[Records excerpted from a collection]
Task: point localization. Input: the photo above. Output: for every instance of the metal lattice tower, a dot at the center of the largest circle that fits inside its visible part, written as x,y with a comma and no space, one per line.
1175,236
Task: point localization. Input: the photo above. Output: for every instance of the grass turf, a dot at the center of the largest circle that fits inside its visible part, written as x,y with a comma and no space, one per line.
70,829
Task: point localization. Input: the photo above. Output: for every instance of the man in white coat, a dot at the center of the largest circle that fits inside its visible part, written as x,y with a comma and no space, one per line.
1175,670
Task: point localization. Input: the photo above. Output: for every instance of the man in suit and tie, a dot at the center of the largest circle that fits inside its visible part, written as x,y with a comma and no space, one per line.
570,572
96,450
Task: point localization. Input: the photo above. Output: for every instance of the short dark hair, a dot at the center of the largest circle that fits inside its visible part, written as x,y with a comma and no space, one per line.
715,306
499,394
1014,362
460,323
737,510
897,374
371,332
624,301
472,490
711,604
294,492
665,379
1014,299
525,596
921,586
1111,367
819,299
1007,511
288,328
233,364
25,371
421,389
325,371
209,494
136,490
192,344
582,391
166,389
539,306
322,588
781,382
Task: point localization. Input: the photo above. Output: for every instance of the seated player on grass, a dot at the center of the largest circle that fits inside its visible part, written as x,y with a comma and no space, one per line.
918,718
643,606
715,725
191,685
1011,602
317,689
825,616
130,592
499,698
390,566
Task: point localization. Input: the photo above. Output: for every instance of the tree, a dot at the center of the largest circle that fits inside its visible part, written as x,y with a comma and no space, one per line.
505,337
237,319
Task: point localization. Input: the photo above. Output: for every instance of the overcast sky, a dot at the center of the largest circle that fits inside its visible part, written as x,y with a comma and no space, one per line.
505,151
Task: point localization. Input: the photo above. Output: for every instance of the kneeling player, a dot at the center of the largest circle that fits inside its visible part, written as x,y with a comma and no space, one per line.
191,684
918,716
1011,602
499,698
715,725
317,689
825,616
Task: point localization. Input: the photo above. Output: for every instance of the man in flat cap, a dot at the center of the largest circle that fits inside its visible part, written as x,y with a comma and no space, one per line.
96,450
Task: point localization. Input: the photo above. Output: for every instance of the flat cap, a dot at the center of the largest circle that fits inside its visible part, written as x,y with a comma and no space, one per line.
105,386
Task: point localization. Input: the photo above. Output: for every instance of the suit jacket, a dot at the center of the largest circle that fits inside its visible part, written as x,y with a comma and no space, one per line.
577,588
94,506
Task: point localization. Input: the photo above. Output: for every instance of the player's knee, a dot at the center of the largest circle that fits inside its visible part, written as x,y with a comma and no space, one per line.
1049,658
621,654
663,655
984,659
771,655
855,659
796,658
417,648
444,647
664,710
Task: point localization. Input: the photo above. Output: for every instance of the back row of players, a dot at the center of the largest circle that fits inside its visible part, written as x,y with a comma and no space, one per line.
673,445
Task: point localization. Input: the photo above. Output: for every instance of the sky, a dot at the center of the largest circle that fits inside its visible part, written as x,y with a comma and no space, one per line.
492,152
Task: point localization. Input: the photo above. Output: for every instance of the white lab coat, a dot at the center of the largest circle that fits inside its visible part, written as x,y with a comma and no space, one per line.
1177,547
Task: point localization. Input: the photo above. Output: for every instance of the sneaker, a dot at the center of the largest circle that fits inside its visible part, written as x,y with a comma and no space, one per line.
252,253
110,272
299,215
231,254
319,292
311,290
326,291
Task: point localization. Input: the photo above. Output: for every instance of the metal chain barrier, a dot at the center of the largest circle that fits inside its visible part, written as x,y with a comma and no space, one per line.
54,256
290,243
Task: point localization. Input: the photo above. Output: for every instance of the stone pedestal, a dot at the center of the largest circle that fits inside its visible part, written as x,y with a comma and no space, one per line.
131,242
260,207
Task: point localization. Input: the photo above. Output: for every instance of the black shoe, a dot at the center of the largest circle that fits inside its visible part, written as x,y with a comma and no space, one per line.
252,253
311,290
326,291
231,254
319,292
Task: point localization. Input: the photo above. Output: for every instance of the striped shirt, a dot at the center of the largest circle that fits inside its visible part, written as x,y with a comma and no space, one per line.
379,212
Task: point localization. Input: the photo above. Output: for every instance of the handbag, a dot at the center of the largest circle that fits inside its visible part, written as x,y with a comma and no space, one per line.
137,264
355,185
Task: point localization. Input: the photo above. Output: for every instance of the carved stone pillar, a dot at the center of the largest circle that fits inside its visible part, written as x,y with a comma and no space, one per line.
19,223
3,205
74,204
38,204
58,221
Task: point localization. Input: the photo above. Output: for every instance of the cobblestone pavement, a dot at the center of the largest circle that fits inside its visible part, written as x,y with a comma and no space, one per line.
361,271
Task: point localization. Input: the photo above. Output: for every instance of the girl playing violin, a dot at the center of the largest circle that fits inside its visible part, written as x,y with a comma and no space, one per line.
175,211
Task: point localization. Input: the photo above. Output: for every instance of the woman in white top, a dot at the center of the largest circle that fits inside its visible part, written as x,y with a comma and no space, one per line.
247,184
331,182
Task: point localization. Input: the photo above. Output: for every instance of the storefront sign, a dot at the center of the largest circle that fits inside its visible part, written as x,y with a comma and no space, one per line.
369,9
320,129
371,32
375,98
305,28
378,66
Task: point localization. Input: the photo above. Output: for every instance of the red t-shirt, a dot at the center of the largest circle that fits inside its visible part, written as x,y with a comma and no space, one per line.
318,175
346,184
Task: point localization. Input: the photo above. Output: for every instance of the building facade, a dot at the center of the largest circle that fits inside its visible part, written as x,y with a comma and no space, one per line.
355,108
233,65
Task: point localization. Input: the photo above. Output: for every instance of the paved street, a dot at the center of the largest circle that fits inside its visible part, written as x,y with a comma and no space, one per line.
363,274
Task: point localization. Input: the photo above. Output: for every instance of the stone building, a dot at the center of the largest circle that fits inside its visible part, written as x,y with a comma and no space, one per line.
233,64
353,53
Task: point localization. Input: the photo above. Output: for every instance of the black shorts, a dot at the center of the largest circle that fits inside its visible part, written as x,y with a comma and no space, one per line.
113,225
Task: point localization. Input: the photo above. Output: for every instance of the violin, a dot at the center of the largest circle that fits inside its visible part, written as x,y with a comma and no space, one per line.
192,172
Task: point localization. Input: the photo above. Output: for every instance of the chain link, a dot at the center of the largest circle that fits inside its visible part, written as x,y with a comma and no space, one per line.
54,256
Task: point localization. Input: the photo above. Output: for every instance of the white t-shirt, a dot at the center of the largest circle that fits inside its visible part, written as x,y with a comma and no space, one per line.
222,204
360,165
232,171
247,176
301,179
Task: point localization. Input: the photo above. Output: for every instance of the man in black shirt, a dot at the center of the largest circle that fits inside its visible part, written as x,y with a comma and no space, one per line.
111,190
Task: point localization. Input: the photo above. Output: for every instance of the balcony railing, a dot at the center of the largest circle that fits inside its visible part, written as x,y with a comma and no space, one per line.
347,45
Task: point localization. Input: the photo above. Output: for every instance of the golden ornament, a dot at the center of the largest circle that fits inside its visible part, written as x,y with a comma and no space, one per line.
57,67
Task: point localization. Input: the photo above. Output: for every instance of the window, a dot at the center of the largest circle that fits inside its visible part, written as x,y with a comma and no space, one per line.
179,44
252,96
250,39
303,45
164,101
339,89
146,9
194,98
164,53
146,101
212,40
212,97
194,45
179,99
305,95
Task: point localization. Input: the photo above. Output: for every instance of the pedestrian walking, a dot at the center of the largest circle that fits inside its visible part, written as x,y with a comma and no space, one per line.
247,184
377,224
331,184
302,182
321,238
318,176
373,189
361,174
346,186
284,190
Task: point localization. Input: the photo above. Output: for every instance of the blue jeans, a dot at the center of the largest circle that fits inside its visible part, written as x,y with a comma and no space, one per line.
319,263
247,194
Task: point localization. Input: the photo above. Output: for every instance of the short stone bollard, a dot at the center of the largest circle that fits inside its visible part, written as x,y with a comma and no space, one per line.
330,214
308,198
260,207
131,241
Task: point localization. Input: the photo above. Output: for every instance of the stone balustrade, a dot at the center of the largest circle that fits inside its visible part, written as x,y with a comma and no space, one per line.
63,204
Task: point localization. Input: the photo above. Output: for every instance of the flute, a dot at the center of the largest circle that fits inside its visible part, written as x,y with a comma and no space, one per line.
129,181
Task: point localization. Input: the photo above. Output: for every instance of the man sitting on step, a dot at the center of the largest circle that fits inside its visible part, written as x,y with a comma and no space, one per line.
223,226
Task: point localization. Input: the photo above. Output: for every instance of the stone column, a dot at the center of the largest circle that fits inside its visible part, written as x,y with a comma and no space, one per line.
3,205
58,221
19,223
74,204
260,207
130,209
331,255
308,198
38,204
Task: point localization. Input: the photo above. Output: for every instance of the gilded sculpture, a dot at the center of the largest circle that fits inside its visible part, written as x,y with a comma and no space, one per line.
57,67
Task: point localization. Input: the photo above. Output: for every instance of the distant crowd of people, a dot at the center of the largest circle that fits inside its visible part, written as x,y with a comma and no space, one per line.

Exercise prompt:
Repeat exactly the lines from the line containing "stone balustrade, a" through the end of the listing above; both boundary lines are part of the output.

Solution to the problem:
Task: point localization. Input: the photo above. Output: for every instance of the stone balustrade, a dot at the center of the largest circle that fits inside its visible part, written as x,y with a comma and no space, one per line.
63,204
Task: point localization. Input: the photo above. Output: for every instance of the flute, a dot at the center of the largest circle that fits inside its visible part, written as x,y with a comma and no space, one per line.
129,181
Task: point localization. Input: the photo above. Output: for every instance of the man sitting on step, a dot at the center of the largest circle that fits inside its visible part, written as x,y with a comma and no space, one per line.
223,226
Task: point localization. Input: the photo above. Output: for every instance of the stone column, a dot at the center of the largest circle that fits inside its visible part, written as x,y with a comma and no space, one per line.
3,205
58,221
19,223
74,204
260,207
130,209
331,255
308,198
38,204
Task: point localization. Input: the photo above. Output: for every instance of the gilded sculpture, a dot at the center of the largest circle that fits inside its visible part, written as x,y with a comma and no space, one per line.
57,67
Task: point localization. Input: the photo above. Output: for every instance of the distant crowd of people, a dot at the center of the largest circle that fits inside its visible part, written as x,y with a comma and no space, one per line.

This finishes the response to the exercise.